*** Begin section ***
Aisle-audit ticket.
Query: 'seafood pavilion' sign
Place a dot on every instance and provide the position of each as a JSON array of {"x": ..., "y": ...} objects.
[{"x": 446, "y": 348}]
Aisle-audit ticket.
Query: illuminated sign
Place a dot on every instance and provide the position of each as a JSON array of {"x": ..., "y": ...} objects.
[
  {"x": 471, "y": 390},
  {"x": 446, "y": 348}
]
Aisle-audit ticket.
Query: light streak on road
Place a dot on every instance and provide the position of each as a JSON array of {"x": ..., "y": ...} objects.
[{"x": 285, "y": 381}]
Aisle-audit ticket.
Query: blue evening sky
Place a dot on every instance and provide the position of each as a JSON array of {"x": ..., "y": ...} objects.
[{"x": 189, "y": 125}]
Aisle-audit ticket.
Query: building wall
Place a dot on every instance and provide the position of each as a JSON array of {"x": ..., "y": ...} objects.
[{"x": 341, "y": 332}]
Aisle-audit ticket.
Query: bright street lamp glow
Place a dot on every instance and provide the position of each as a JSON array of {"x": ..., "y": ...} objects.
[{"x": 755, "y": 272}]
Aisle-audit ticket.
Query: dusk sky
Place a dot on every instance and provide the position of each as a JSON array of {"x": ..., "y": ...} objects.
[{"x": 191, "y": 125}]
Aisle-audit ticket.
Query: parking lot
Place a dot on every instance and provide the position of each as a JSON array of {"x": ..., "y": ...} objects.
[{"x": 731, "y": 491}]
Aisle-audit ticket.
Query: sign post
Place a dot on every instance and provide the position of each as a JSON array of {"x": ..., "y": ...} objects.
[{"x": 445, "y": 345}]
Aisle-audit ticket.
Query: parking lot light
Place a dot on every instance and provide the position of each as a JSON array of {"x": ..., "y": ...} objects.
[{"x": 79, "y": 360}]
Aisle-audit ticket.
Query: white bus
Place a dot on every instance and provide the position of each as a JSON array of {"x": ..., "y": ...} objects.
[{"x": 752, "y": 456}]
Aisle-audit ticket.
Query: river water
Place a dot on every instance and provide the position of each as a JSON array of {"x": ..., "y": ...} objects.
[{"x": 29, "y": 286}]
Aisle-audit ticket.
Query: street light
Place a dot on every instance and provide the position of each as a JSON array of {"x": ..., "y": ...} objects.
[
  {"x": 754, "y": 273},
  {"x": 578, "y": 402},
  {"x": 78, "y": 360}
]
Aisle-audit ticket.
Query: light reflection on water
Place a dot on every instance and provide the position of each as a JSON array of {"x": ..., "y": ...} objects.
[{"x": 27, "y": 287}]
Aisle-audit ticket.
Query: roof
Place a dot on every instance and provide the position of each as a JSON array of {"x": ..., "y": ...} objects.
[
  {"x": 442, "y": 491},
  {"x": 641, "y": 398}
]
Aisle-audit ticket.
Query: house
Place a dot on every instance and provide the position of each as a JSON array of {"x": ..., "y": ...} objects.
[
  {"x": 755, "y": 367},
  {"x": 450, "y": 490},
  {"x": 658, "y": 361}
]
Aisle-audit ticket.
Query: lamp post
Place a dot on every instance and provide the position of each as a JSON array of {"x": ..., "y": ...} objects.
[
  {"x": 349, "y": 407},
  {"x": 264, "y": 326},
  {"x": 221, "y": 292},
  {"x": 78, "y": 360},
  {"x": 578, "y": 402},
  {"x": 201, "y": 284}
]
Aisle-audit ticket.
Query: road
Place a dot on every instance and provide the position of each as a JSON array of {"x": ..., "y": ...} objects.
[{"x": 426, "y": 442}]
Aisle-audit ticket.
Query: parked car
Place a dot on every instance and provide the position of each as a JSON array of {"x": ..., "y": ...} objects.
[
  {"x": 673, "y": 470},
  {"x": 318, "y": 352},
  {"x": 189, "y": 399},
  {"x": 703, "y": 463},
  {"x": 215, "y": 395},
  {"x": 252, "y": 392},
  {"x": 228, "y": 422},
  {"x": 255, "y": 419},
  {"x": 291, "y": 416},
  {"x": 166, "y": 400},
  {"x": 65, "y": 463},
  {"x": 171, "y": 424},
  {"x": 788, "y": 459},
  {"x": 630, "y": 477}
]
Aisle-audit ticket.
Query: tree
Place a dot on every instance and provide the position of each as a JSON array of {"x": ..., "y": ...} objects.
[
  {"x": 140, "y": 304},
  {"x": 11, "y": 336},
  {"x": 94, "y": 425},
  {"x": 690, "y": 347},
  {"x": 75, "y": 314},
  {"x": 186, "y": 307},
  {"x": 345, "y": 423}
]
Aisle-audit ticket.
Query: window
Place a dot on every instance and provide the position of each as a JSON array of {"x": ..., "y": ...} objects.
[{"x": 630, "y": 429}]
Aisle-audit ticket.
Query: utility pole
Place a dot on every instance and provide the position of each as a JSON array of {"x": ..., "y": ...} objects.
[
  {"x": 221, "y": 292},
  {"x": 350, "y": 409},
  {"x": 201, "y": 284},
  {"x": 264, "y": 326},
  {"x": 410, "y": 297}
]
*** End section ***
> _Activity_
Going line by line, repeat the whole listing exactly.

> _Result_
Aisle-audit ticket.
Query: 'seafood pavilion' sign
Place a dot on every instance and provide the position of each as a JSON array of {"x": ..., "y": ...} objects.
[{"x": 446, "y": 348}]
Aisle-audit ticket.
Query: illuminated sign
Place a dot on every instance and provide the position of each as a JSON array of {"x": ..., "y": ...} objects.
[
  {"x": 471, "y": 390},
  {"x": 446, "y": 348}
]
Aisle-audit ticket.
Query: light streak on road
Place a dot on every instance and provide the position of each as a JSON array of {"x": ..., "y": ...} objects.
[{"x": 285, "y": 381}]
Aisle-audit ticket.
Query: blue evening sky
Place a dot on every instance and provide the position of each as a JSON array of {"x": ..., "y": ...} objects.
[{"x": 189, "y": 125}]
Aisle-audit ticket.
Query: building wall
Place a dot on every instance and provide the position of each as a JSON array of {"x": ..., "y": ...} objects.
[{"x": 341, "y": 332}]
Aisle-audit ticket.
Query: bright street lamp glow
Place a dot on every instance and provide the position of each as a JSON array of {"x": ..., "y": ...} objects.
[{"x": 755, "y": 272}]
Aisle-audit ticket.
Query: dusk sky
Place a dot on every instance and provide the position of each as a JSON array of {"x": ..., "y": ...} objects.
[{"x": 191, "y": 125}]
Aisle-audit ticket.
Query: parking lot
Place a dot on every instance and provide the position of each as a JSON array of {"x": ..., "y": ...} objects.
[{"x": 731, "y": 491}]
Aisle-audit ticket.
Query: sign post
Place a dot on every instance and provide the position of each as a JSON array of {"x": ..., "y": ...} objects.
[{"x": 445, "y": 345}]
Aisle-audit ticket.
Query: parking lot light
Place a dot on every instance and provide the position of each as a JSON array of {"x": ..., "y": ...} objects.
[{"x": 79, "y": 360}]
Aisle-audit ticket.
Query: white bus
Place a dot on every instance and provide the position of each as a JSON array of {"x": ..., "y": ...} objects.
[{"x": 752, "y": 456}]
Aisle-audit ticket.
Query: river water
Place a dot on every instance and provide the position of each as a JSON array of {"x": ..., "y": ...} objects.
[{"x": 29, "y": 286}]
Aisle-audit ticket.
Query: street light
Place a dot on every instance and provide the position of each as a JSON array of {"x": ..., "y": ...} objects.
[
  {"x": 754, "y": 273},
  {"x": 578, "y": 402},
  {"x": 78, "y": 360}
]
Aisle-audit ticket.
Query: light reflection on water
Place a dot on every instance and provide the position of each as a JSON array of {"x": ..., "y": ...} objects.
[{"x": 27, "y": 287}]
Aisle-audit ticket.
Query: roof
Place a dot on every instance and provide the position of each as a JSON array of {"x": ..., "y": ...} objects.
[
  {"x": 442, "y": 491},
  {"x": 641, "y": 398}
]
Aisle-audit ticket.
Query: house
Place a dot on every instance and provide the position of each as a JSON array of {"x": ..., "y": ...} objects.
[
  {"x": 755, "y": 367},
  {"x": 450, "y": 490},
  {"x": 658, "y": 361}
]
Aisle-audit ticket.
Query: lamp post
Place a dot on every instance and provide the position of each as a JSON array of {"x": ..., "y": ...} objects.
[
  {"x": 349, "y": 407},
  {"x": 264, "y": 326},
  {"x": 221, "y": 292},
  {"x": 78, "y": 360},
  {"x": 578, "y": 402},
  {"x": 201, "y": 284}
]
Aisle-audit ticket.
Query: road
Place a dot on every instance and provide the position of each as a JSON array of {"x": ..., "y": ...} objects.
[{"x": 426, "y": 442}]
Aisle-audit ticket.
Query: parked car
Place a dot on every instance and provide the position of each as a JSON array of {"x": ..., "y": ...} objects.
[
  {"x": 673, "y": 470},
  {"x": 318, "y": 352},
  {"x": 189, "y": 399},
  {"x": 703, "y": 463},
  {"x": 215, "y": 395},
  {"x": 252, "y": 392},
  {"x": 228, "y": 422},
  {"x": 255, "y": 419},
  {"x": 291, "y": 416},
  {"x": 166, "y": 400},
  {"x": 65, "y": 463},
  {"x": 171, "y": 424},
  {"x": 788, "y": 459},
  {"x": 630, "y": 477}
]
Aisle-audit ticket.
Query: tree
Place a dot on every instance and provide the position of each as a JSON array of {"x": ..., "y": ...} objects.
[
  {"x": 140, "y": 304},
  {"x": 11, "y": 336},
  {"x": 94, "y": 425},
  {"x": 690, "y": 347},
  {"x": 75, "y": 314},
  {"x": 186, "y": 307},
  {"x": 345, "y": 423}
]
Aisle-audit ticket.
Query: window
Place a dot on every instance and provide the position of each as a JSON array of {"x": ..., "y": ...} objects.
[{"x": 630, "y": 429}]
Aisle-audit ticket.
Query: utility pole
Place a dot on every instance and provide the position of each as a JSON array of {"x": ..., "y": ...} objects.
[
  {"x": 221, "y": 292},
  {"x": 350, "y": 409},
  {"x": 201, "y": 284},
  {"x": 264, "y": 326},
  {"x": 410, "y": 297}
]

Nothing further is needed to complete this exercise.